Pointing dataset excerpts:
[start]
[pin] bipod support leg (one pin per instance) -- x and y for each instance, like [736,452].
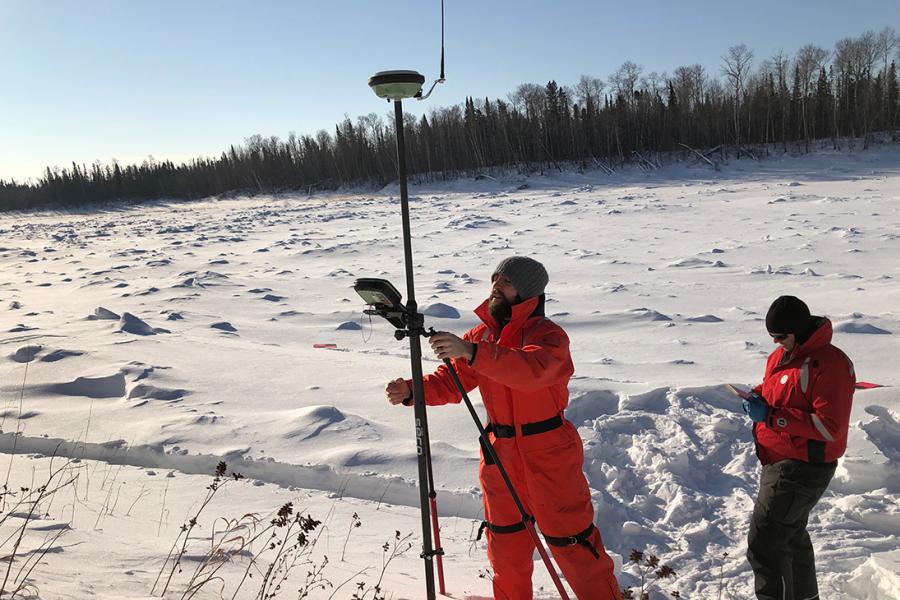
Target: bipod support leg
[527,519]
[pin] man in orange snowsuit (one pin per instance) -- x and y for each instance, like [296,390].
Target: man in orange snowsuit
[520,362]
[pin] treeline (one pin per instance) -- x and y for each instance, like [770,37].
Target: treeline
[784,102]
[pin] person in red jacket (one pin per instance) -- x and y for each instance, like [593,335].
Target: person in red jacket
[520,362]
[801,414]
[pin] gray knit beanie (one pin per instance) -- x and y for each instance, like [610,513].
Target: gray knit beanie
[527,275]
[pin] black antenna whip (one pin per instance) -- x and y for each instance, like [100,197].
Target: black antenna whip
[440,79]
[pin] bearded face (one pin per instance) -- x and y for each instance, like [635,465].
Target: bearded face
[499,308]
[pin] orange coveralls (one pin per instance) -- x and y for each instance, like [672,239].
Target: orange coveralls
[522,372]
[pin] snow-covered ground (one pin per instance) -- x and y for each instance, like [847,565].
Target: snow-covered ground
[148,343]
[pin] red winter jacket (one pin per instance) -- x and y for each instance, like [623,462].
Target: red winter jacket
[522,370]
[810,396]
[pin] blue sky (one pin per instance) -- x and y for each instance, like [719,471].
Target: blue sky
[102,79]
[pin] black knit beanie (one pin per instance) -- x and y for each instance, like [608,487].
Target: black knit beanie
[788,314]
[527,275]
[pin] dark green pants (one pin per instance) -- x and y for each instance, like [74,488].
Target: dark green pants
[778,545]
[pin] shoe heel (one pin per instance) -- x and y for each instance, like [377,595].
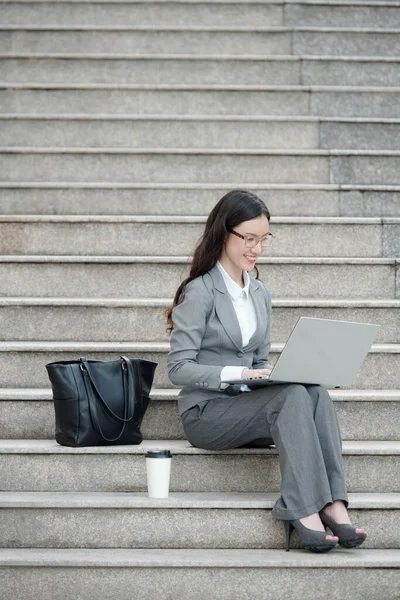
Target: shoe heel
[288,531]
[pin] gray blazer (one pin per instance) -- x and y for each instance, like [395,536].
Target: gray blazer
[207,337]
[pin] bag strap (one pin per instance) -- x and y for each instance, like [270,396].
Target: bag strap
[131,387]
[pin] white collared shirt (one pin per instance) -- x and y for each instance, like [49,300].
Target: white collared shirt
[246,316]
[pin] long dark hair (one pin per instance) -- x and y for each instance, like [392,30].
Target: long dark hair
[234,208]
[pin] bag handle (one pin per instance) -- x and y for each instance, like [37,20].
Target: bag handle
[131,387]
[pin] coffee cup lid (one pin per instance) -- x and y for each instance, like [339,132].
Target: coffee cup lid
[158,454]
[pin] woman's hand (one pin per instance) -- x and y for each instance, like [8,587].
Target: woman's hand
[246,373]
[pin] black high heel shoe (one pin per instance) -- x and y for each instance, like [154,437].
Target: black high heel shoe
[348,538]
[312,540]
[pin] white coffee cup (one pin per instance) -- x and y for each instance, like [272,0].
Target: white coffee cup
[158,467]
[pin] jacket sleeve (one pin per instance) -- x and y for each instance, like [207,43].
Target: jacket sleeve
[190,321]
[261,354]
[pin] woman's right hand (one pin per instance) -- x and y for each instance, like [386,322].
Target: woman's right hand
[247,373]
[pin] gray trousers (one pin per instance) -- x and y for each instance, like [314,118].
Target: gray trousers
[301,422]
[end]
**Request**
Give the lines from the one containing "[pin] gray trousers" through the last line above as a JSON list of strings, one string per line, with blank lines left out.

**Solution to this task**
[
  "[pin] gray trousers (one pin per instance) -- x and y for each instance, like [314,118].",
  "Target: gray trousers",
  "[301,422]"
]